Fragmento del documento –

'''

Una familia tipo en Bahía Blanca necesitó más de $1,5 millones para no ser pobre en febrero
Según el último informe del CREEBBA, la Canasta Básica Total aumentó un 2,4% en el último mes. El costo de vida para no caer en la indigencia se ubicó por encima de los $680.000, impulsado por fuertes subas en verduras y servicios públicos.
El Centro Regional de Estudios Económicos de Bahía Blanca, Argentina (CREEBBA) presentó los resultados de la valorización de las canastas de consumo para febrero de 2026, arrojando cifras que marcan la presión sobre el bolsillo de los hogares. Para una familia tipo 2 (compuesta por dos adultos y dos hijos en edad escolar), el umbral para superar la línea de pobreza se situó en los $1.584.311.
Este valor, correspondiente a la Canasta Básica Total (CBT), mide no solo los alimentos esenciales sino también bienes y servicios no alimentarios como transporte, vestimenta y tarifas. Por otro lado, la Canasta Básica Alimentaria (CBA), que define la línea de indigencia, trepó a los $682.893, registrando un alza mensual del 2,4%.

Radiografía de los precios: de la papa al asado
El informe detalló un comportamiento dispar dentro del rubro alimentos. Los incrementos más agresivos se concentraron en el sector de las frutas y hortalizas, liderados por la papa (28,2%) y la naranja (19,9%). Otros productos de consumo masivo como el pollo (14,2%), el yogur (12,1%) y el pescado (11,3%) también mostraron subas de dos dígitos.
Sin embargo, el mes de febrero también trajo algunos alivios puntuales en productos de la mesa familiar. El tomate registró una baja del 17,4%, seguido por el zapallo (-11,5%) y la batata (-9,1%). Un dato llamativo fue el descenso en el precio del asado (-5,6%), la leche (-4,6%) y la manteca (-8,5%), lo que ayudó a que la suba de la canasta alimentaria no fuera aún mayor.
Los servicios, un factor clave
Más allá de los alimentos, la Canasta Básica Total se vio presionada por el rubro de los servicios y bienes no alimentarios. Según el CREEBBA, la variación de la CBT se ubicó un 0,4% por encima del Índice de Precios al Consumidor (IPC) general del mismo período.

Este fenómeno se explica principalmente por los ajustes en:
- Servicios sanitarios y electricidad.
- Gas y otros combustibles.
- Artículos de limpieza y tocador.
El impacto según el tipo de hogar
La medición no solo se limita a la familia tipo tradicional. A través de la unidad de "adulto equivalente", el CREEBBA permite observar cuánto necesita cada individuo para cubrir sus necesidades. En febrero, un adulto solo necesitó $221.001 para alimentarse (CBA) y $512.722 para cubrir sus gastos totales (CBT).
En el caso de un hogar de tres personas (por ejemplo, una madre con dos hijos menores), el costo para no ser pobre ascendió a $1.261.296, mientras que para una familia de cinco integrantes, ese valor se disparó hasta los $1.815.036.

La dinámica de febrero confirma una tendencia donde, si bien algunos alimentos básicos mostraron una desaceleración o baja, el peso de los servicios públicos y los artículos de higiene personal siguen empujando el costo de vida hacia niveles récord, manteniendo la brecha por encima de la inflación general.

'''

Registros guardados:
'''

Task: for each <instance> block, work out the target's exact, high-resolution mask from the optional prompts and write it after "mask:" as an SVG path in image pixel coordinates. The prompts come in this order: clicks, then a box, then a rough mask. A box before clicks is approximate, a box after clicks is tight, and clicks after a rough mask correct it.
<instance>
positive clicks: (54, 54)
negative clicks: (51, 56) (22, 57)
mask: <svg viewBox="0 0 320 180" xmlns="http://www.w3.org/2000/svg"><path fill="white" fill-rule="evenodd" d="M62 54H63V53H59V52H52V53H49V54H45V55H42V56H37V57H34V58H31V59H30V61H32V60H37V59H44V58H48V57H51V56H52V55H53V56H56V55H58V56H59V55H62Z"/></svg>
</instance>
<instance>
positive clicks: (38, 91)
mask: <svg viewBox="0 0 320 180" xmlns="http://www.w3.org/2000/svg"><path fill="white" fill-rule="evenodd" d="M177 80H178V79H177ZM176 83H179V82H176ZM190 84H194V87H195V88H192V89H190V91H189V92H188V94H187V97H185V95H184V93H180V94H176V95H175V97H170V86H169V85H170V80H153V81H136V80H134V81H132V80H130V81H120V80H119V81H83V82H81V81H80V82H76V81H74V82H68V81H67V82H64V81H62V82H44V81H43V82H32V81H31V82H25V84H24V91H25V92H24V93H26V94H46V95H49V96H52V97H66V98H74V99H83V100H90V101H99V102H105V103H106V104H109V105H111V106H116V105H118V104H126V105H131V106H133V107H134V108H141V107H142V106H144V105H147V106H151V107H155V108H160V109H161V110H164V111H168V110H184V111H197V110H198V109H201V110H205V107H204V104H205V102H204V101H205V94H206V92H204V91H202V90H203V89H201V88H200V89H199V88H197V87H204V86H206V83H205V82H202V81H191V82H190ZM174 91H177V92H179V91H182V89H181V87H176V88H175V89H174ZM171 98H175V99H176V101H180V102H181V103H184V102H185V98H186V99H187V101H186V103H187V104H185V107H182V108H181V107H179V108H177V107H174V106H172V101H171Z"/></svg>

'''

Tus instrucciones –
Responde según el texto sobre el costo de vida en Bahía Blanca:
1. ¿Qué monto necesitó una familia tipo 2 en febrero para superar la línea de pobreza?
2. ¿Qué producto encabezó las subas en frutas y hortalizas, y con qué porcentaje?
3. ¿Cuánto necesitó un adulto solo para cubrir sus gastos totales (CBT)?
Las entradas son material independiente del texto sobre el costo de vida en Bahía Blanca.

Respuesta del ejercicio –
1. $1.584.311.
2. La papa, con una suba del 28,2%.
3. $512.722.